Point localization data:
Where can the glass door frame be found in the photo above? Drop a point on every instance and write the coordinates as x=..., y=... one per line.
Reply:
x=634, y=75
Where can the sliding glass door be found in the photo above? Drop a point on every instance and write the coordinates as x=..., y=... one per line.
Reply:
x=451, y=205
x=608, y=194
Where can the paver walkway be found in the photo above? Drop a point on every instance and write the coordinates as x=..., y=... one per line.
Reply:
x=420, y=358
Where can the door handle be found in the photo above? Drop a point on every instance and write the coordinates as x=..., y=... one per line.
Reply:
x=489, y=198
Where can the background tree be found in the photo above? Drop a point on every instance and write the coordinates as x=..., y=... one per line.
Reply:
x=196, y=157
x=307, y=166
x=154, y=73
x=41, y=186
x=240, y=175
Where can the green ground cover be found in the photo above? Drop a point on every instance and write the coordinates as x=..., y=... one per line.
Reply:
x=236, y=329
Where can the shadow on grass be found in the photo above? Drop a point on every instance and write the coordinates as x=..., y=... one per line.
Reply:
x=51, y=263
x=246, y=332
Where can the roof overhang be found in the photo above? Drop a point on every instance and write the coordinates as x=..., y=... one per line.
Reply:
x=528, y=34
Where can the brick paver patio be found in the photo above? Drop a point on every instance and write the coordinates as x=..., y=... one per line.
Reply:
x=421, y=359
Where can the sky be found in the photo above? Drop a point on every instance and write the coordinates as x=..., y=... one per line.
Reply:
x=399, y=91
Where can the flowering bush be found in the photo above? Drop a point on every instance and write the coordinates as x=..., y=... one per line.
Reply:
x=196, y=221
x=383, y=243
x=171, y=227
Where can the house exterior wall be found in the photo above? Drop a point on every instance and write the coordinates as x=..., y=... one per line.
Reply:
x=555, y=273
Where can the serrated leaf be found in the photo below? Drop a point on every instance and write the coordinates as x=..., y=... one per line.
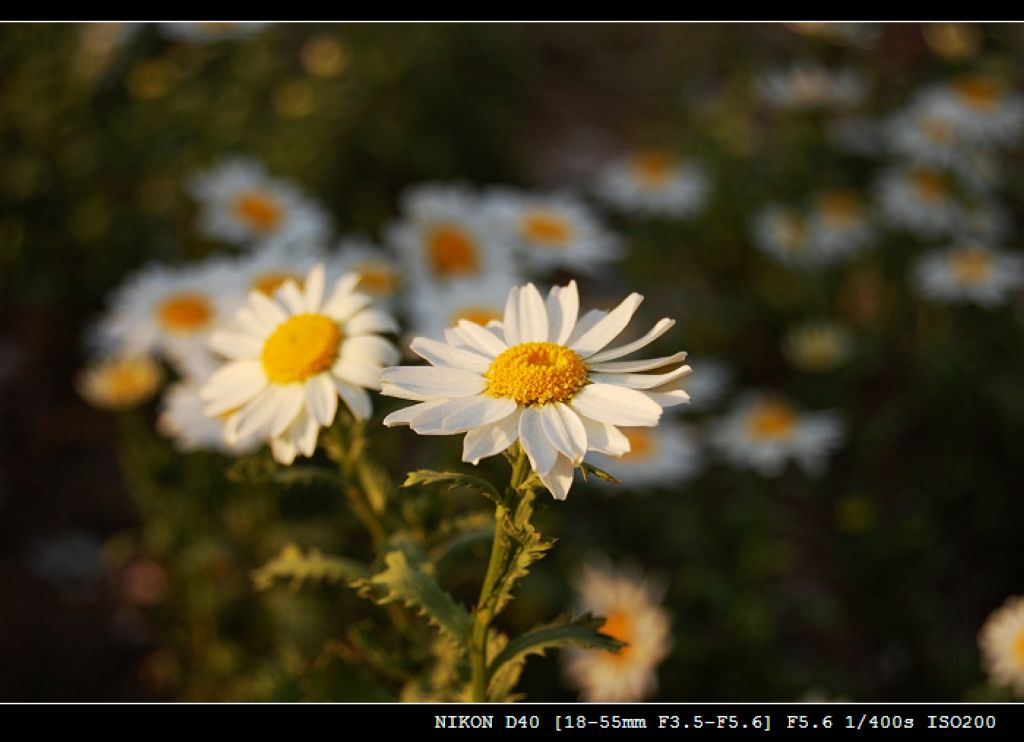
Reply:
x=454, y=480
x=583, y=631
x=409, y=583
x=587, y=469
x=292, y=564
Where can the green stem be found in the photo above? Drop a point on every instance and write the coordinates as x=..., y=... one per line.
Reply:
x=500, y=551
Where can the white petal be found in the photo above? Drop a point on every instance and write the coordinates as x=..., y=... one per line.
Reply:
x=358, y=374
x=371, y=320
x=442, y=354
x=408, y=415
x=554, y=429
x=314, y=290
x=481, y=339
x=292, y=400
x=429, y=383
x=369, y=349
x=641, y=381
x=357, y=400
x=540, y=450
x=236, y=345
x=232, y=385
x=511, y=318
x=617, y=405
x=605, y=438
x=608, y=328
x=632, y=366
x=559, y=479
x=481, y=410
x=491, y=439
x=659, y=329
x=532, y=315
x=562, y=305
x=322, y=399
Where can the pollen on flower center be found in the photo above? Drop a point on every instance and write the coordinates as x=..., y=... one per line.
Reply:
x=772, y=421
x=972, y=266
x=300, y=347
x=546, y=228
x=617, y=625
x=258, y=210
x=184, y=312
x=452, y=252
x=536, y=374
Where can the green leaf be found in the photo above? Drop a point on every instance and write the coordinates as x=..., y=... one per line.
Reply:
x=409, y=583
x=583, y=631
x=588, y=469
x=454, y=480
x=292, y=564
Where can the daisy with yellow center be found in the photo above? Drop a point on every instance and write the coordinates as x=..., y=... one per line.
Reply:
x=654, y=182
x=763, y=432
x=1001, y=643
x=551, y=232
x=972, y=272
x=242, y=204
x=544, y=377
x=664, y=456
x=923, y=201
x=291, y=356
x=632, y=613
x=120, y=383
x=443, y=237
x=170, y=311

* **TASK INSTRUCTIONS**
Print exactly, and only, the lines running from the one that contains "Where can the white" to the last line of the records above.

* **PROBLEM SOLUTION**
Where can the white petal be found in the photo above? Drop a point on every instance and write the coordinates as x=..., y=... one per line.
Reply:
x=358, y=374
x=371, y=320
x=442, y=354
x=408, y=415
x=554, y=429
x=314, y=290
x=481, y=339
x=292, y=400
x=429, y=383
x=369, y=349
x=641, y=381
x=357, y=400
x=540, y=450
x=236, y=345
x=232, y=385
x=511, y=318
x=617, y=405
x=605, y=438
x=608, y=328
x=632, y=366
x=559, y=479
x=481, y=410
x=491, y=439
x=659, y=329
x=532, y=315
x=562, y=305
x=322, y=399
Where can the pollen on flower center be found in the photo above? Drop a point on every instance and write the coordinates as x=..., y=... one per line.
Reply:
x=772, y=421
x=972, y=266
x=300, y=347
x=546, y=228
x=617, y=625
x=258, y=210
x=184, y=312
x=452, y=252
x=536, y=374
Where can the green leaf be found in the photo above? Drop a point on every instance and write the coordinates as x=..., y=... one per line.
Reply:
x=409, y=583
x=583, y=631
x=588, y=469
x=454, y=480
x=292, y=564
Where can the daisy with yellow center be found in the photo above? Drop a point on every instance and write the coordinates as x=..., y=... one per line.
Reply:
x=654, y=182
x=763, y=432
x=1001, y=643
x=551, y=232
x=972, y=272
x=242, y=204
x=544, y=377
x=664, y=456
x=923, y=201
x=291, y=356
x=632, y=613
x=120, y=383
x=443, y=237
x=170, y=311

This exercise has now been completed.